— Your tasks —
1. Could you duplicate, word for word, the part of the text on ASEAN and East Asian regionalism that opens with the words containing "With its naturally" and closes with "Russia in 2011."?
2. Can you go on with the text on ASEAN and East Asian regionalism from the point where it stops?

— Page text —
════════════════
Secondly, the engagement in regional multilateralism
is in Japan’s existing policy aiming at stabilizing Japan’s business security,
both its production bases and networks; recovering its economic growth; and
enhancing politico-security relations with its East Asian neighboring countries
(Cheunboran, 2011). Thirdly, South Korea with its heavy economic relations with
China has the similar track to regional economic and politico-security
cooperation. Fourthly, owing to the end of the Cold War and to dynamic economic
globalization, ASEAN Countries themselves are also eager to further foster
their cooperation with East Asian countries for co-prosperity (Cheunboran,
2011; Stubbs, 2002; Ba, 2009). Fifthly, with its planed cooperative benefits, ASEAN
as a newly formed regional grouping in Southeast Asia was viewed as the most
suitable facilitator which serves as a bridge linking these three powers and
thus was granted the default centrality in East Asian regionalism formation simply
because ASEAN were perceived as “less threats” or “less objectionable”
to them (Stubbs, 2002; Cheunboran, 2011; Ba, 2009). For these internal and
external reasons, the regional great powers acceded themselves to regional
institutional multilateralism under ASEAN as a driving engine or force towards
politico-security cooperation and further economic development opportunities.
With its naturally granted
centrality or leadership in regional architectures, ASEAN evolutionarily
initiated the East Asian Economic Group (EAEG) in 1990 which was later renamed
as the East Asian Economic Caucus (EAEC) in 1993 in response to a concern that
the original name made it sound too much like an intension of the formation of
regional trade bloc; institutionalized ASEAN and the Northeast Asian countries
to form ASEAN+3 in 1997, and finally created the East Asia Summit (EAS) in 2005
with the participation of other non-regional ASEAN Dialogue Partners[4]
such as Australia, New Zealand, and India as original Member States and later with
the involvement of the United States and Russia in 2011.
East Asian Economic Group (EAEG)
════════════════
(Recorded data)

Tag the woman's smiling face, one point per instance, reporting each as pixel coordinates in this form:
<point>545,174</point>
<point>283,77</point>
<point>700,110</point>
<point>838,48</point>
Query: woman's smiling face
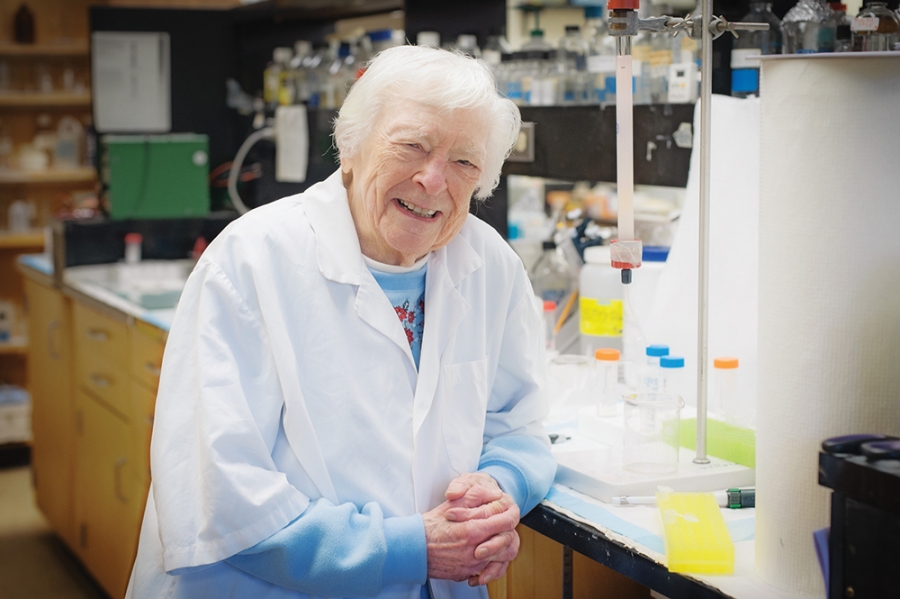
<point>412,179</point>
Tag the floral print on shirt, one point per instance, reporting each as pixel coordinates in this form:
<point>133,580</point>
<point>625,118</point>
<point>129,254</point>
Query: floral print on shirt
<point>413,321</point>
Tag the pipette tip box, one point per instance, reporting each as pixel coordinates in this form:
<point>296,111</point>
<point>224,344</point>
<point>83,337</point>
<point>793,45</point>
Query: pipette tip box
<point>696,538</point>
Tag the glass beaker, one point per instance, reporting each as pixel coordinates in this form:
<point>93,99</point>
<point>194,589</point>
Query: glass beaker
<point>651,432</point>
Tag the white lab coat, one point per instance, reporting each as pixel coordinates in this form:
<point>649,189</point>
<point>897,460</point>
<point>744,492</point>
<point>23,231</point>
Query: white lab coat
<point>287,377</point>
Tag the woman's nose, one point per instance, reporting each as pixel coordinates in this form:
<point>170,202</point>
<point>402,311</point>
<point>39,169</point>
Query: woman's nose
<point>432,176</point>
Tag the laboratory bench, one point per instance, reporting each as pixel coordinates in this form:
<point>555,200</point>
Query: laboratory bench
<point>96,354</point>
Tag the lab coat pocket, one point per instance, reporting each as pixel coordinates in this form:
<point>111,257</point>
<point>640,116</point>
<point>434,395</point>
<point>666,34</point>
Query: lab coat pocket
<point>463,393</point>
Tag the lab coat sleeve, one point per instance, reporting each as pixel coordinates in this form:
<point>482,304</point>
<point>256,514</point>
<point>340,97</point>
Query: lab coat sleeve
<point>522,466</point>
<point>516,447</point>
<point>339,551</point>
<point>216,487</point>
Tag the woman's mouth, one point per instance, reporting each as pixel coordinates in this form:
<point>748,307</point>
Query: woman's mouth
<point>416,210</point>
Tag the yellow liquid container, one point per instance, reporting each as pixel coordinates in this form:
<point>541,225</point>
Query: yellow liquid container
<point>696,538</point>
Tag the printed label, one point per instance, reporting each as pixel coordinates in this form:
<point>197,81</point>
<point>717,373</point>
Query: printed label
<point>601,318</point>
<point>660,58</point>
<point>601,64</point>
<point>864,24</point>
<point>745,58</point>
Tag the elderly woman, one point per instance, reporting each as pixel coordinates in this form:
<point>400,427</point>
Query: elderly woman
<point>350,403</point>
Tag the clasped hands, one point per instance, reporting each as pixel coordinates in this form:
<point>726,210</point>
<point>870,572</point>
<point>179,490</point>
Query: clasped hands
<point>471,536</point>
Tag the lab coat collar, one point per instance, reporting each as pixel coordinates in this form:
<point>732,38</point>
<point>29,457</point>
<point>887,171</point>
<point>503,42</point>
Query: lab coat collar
<point>337,245</point>
<point>339,258</point>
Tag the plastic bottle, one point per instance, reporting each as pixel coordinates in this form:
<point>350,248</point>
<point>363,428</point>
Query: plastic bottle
<point>749,44</point>
<point>571,61</point>
<point>300,72</point>
<point>69,143</point>
<point>725,374</point>
<point>606,367</point>
<point>672,369</point>
<point>875,29</point>
<point>600,305</point>
<point>808,28</point>
<point>651,374</point>
<point>843,38</point>
<point>133,243</point>
<point>551,276</point>
<point>272,79</point>
<point>601,59</point>
<point>428,38</point>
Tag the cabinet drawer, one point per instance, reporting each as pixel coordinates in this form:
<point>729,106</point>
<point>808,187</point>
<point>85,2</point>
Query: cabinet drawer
<point>105,382</point>
<point>101,336</point>
<point>144,403</point>
<point>147,346</point>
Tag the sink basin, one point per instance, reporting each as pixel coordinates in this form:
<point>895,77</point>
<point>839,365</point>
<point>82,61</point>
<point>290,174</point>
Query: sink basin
<point>152,284</point>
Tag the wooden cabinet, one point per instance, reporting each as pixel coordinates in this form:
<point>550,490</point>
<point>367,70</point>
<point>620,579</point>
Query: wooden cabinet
<point>59,59</point>
<point>147,344</point>
<point>106,498</point>
<point>94,380</point>
<point>112,440</point>
<point>52,414</point>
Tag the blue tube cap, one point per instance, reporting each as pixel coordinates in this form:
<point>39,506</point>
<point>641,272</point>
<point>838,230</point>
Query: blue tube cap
<point>657,351</point>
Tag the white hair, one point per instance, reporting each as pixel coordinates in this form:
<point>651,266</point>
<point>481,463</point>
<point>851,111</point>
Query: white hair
<point>436,78</point>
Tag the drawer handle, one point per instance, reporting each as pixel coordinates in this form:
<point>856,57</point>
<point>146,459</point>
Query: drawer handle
<point>117,479</point>
<point>98,335</point>
<point>52,329</point>
<point>100,381</point>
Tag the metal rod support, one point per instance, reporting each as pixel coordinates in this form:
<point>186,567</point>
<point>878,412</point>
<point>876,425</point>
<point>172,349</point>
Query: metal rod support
<point>703,263</point>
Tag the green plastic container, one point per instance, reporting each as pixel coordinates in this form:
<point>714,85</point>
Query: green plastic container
════════════════
— Answer list —
1.
With its naturally granted
centrality or leadership in regional architectures, ASEAN evolutionarily
initiated the East Asian Economic Group (EAEG) in 1990 which was later renamed
as the East Asian Economic Caucus (EAEC) in 1993 in response to a concern that
the original name made it sound too much like an intension of the formation of
regional trade bloc; institutionalized ASEAN and the Northeast Asian countries
to form ASEAN+3 in 1997, and finally created the East Asia Summit (EAS) in 2005
with the participation of other non-regional ASEAN Dialogue Partners[4]
such as Australia, New Zealand, and India as original Member States and later with
the involvement of the United States and Russia in 2011.

2.
The East Asian Economic Group,
abbreviated as EAEG, was initiated by Malaysian Prime Minister, Dr. Mahathir
Mohamad, during the honorable dinner with Prime Minister Li Peng who was
visiting Malaysia (Cheunboran, 2011). The initial purposes of P.M. Mahathir
were to establish an economic group in response to the growing development of the
global regionalisms, particularly European Union (EU) and North American Free
Trade Agreement (NAFTA), to provide Asia with a strong voice in global economic
and trade negotiations, and to consolidate the efforts with East Asian
countries to develop themselves against the various Western blocking measures
(Cheunboran, 2011; Severino, 2006; Research Note,
2002). It is clearly seen that the proposal of EAEG formation excluded
the Western involvement because of P.M. Mahathir’s “Look East Policy” in
1982 as a consequence of the prosperous economic successes of especially Japan
during 1980s and early 1990s, which were applauded as “The
East Asian Miracle” (Said, 2002;
Cheunboran, 2011; Sambutan, 2011; Yasuda, 2000).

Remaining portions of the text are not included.